## EXERCISE GOAL
Please report each line of the items below that contains the word "rings".

## DATA ROWS
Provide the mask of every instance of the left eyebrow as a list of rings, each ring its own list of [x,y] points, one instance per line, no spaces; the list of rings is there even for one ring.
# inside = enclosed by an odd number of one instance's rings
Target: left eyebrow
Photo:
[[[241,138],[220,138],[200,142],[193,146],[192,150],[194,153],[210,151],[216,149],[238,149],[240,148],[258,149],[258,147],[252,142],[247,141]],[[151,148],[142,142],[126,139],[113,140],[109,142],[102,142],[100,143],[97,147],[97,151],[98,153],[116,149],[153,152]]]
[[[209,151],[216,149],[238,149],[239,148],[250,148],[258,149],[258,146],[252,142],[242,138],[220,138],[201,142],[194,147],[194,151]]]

## THE SOLUTION
Provide the mask of every instance of the left eyebrow as a list of rings, each ring its own list of [x,y] points, one instance per line, no spaces; the list of rings is there even for one ring.
# inside = enclosed by an odd number of one instance's rings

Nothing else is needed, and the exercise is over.